Nothing in the data may be altered; copy it all exactly.

Referring expression data
########

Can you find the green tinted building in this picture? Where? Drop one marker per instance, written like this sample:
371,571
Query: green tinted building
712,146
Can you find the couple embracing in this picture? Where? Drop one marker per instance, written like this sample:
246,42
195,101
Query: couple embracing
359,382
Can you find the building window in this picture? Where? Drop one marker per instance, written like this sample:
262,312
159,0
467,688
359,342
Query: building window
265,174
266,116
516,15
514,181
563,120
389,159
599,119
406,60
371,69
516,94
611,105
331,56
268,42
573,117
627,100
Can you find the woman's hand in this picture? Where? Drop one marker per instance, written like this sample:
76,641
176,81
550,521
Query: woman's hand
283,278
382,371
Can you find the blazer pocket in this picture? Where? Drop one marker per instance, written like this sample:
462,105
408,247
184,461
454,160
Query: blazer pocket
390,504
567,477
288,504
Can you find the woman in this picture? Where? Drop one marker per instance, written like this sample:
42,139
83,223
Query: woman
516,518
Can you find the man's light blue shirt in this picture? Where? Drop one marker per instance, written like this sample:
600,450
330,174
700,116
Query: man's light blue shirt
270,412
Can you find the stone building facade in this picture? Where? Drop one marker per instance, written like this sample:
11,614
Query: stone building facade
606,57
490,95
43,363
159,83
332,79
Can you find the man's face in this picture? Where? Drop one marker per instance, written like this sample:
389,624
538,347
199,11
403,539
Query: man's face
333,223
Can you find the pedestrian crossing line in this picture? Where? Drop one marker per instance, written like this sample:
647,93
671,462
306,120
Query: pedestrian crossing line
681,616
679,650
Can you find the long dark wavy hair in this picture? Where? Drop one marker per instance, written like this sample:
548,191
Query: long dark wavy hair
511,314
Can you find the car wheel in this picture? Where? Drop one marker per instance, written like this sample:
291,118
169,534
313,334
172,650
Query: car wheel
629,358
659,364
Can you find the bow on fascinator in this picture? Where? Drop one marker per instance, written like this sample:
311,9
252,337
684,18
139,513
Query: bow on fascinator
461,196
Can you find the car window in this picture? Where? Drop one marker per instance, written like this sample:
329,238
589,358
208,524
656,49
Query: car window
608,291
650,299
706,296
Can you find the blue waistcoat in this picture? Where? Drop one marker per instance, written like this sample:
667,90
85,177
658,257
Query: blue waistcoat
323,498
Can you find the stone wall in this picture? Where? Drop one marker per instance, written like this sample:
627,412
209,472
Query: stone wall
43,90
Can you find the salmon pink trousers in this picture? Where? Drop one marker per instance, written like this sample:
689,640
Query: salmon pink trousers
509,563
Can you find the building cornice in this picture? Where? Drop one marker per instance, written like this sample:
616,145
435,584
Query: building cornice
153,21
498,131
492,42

########

_SOLUTION TO THE PROBLEM_.
Can you find the green tinted building in this picture? Where? Drop one marker per instance, written like this sample:
371,571
Query: green tinted building
712,146
Can you find the couple embracing in this picture? Where? Drop one marker per instance, written like this sample:
246,42
195,101
Query: couple embracing
359,382
Can you find the building window in this picture? Where? Drop one marker per instance, written like this sample:
262,312
159,0
467,688
359,342
Query: building window
265,174
266,116
516,15
514,181
563,120
389,159
599,119
406,60
371,69
516,94
611,105
331,56
268,42
573,117
627,100
Can you find the woman's hand in this picture? Where? Drop one marker per instance, written like this sample:
76,641
176,81
550,521
Query: woman's hand
283,278
382,371
Can you find the blazer pocket in this picture? Where? Drop one marker per instance, written like this sample:
462,105
408,247
184,461
454,160
Query: blazer pocket
390,504
567,477
288,504
Can you find the woman in this picture? Where? Drop one marker per instance, written like this sample:
42,139
83,223
Query: woman
516,518
Can you find the man's light blue shirt in this picture? Where? Drop one marker per instance, written like this sample:
600,450
330,174
700,116
Query: man's light blue shirt
270,412
Can you find the stone building facade in this picture? Where? Drop one marker per instance, written like this sample:
11,614
Query: stone building facade
606,57
490,95
43,363
159,83
332,79
Can you find the man's face in this picture? Where? Drop one marker per instance, written like this sample:
389,624
538,347
199,11
403,539
Query: man's face
333,223
Can you find the pedestrian crossing line in this picture? Where? Drop one marker per instance, written like this sample:
647,93
671,462
306,120
Query: pedestrian crossing line
681,616
679,650
Can you find the long dark wavy hair in this picture? Where? Drop one marker per instance, written like this sample:
548,191
Query: long dark wavy hair
511,314
Can you find the car wheel in this picture? Where? Drop one marker per instance, written like this sample:
291,118
169,534
313,334
172,650
Query: car wheel
629,358
659,364
Can you find the bow on fascinator in this picture? Where? Drop one marker per instance, written like this sample:
311,9
252,337
684,18
139,513
Query: bow on fascinator
461,196
Can you find the car window in this picture? Where? Drop one marker per instance, written like this sample:
329,238
589,358
208,524
656,49
Query: car window
608,291
650,299
706,296
Can you find the blue waistcoat in this picture? Where? Drop one marker per instance, written like this sample:
667,90
85,177
658,257
Query: blue waistcoat
323,498
Can you find the stone wall in this picture? Where? Drop one marker per instance, written like this sample:
627,412
209,472
Query: stone wall
43,90
Can you find the salmon pink trousers in this picture? Where? Drop one marker per instance, written like this sample:
689,640
Query: salmon pink trousers
509,563
Can you find the building cornice in this picture? Where? Drop one marker per instance, written like this sample:
616,145
435,584
Query: building cornice
153,21
498,131
492,42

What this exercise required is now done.